Dataset records:
------------

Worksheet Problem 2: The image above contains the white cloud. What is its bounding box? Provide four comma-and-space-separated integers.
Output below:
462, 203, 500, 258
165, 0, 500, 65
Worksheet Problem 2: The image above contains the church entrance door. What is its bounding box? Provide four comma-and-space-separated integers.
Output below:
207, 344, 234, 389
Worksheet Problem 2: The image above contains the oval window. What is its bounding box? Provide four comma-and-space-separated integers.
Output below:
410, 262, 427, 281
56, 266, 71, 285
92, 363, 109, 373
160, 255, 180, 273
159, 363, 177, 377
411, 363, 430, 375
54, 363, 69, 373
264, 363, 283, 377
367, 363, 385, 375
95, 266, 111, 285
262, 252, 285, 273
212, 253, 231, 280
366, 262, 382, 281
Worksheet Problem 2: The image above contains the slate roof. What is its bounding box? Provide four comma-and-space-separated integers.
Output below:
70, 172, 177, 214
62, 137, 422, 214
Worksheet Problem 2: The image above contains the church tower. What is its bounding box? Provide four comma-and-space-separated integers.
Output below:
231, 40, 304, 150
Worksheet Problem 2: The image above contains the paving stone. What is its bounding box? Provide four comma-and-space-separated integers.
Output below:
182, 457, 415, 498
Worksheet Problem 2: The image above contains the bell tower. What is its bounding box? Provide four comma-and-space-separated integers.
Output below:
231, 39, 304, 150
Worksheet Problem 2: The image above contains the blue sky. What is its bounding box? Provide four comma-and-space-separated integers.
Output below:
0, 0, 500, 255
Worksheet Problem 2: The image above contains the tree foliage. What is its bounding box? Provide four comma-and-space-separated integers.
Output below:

------------

= What to work on =
Could you write out the rows again, requests included, from the line containing "Worksheet Problem 2: The image above contains the oval" through the last line of the rows, offsetting every bounding box coordinate in the answers by 90 and giving only those lines?

= Result of this task =
Worksheet Problem 2: The image above contains the oval window. What is its bounding box? Provide four comma-and-space-separated integers.
Output below:
500, 352, 517, 371
146, 356, 161, 375
182, 453, 199, 463
250, 345, 270, 363
249, 453, 267, 467
501, 453, 520, 465
144, 453, 159, 463
354, 453, 373, 467
457, 453, 475, 465
185, 356, 201, 375
352, 342, 375, 363
302, 343, 321, 370
456, 352, 472, 371
Worksheet Problem 2: The image above contains the slate roof. What is its bounding box? Provide four comma-and-space-separated integers.
Output below:
160, 262, 267, 304
152, 227, 512, 304
Worksheet Problem 2: The image above contains the church tower. What is its bounding box? Provide four comma-and-space-separated integers.
Output below:
321, 130, 394, 240
Worksheet Problem 2: The image above contains the paving stone. What is its bounding box? Provide four comma-and-space-separated integers.
Output below:
272, 547, 505, 588
Worksheet Problem 2: The image above contains the bell tower. What is its bounding box? Provide four comma-and-space-separated integers.
Output below:
321, 129, 394, 240
Worksheet Problem 2: The image above contains the blue sky. What is its bounding box? Provide four comma-and-space-separated integers.
Output below:
90, 90, 590, 345
Worksheet Problem 2: The image above contains the tree foliage. What is its bounding box? Provide four comma-and-space-separated integers.
Output below:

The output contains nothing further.